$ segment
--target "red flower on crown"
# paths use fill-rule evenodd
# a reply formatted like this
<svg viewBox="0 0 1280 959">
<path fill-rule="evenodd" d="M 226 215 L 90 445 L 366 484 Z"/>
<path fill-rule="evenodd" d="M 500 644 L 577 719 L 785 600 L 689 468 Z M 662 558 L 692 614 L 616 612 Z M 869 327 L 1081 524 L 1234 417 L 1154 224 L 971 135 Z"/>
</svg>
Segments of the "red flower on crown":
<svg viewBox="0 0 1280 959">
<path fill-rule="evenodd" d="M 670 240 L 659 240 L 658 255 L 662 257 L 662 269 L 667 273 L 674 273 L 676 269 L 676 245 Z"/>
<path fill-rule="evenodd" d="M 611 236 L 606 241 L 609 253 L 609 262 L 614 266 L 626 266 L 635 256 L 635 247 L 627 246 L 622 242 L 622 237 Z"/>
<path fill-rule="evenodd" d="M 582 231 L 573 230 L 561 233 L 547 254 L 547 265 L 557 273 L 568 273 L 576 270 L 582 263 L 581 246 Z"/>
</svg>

..............................

Would you please reproduce every line from the one containing "# a reply formatted like this" through the final line of the listing, and only those lines?

• _WRITTEN RESPONSE_
# a reply formatted like this
<svg viewBox="0 0 1280 959">
<path fill-rule="evenodd" d="M 226 215 L 90 445 L 366 484 Z"/>
<path fill-rule="evenodd" d="M 500 644 L 577 719 L 785 600 L 689 468 Z M 662 558 L 692 614 L 616 612 Z M 869 327 L 1081 524 L 1234 417 L 1154 224 L 971 135 Z"/>
</svg>
Segments of the "red flower on crown":
<svg viewBox="0 0 1280 959">
<path fill-rule="evenodd" d="M 670 240 L 659 240 L 658 255 L 662 257 L 662 269 L 667 273 L 674 273 L 676 269 L 676 245 Z"/>
<path fill-rule="evenodd" d="M 611 236 L 606 241 L 609 253 L 609 262 L 614 266 L 626 266 L 635 256 L 635 247 L 627 246 L 622 242 L 622 237 Z"/>
<path fill-rule="evenodd" d="M 582 231 L 573 230 L 561 233 L 547 254 L 547 265 L 557 273 L 568 273 L 576 270 L 582 263 L 581 246 Z"/>
</svg>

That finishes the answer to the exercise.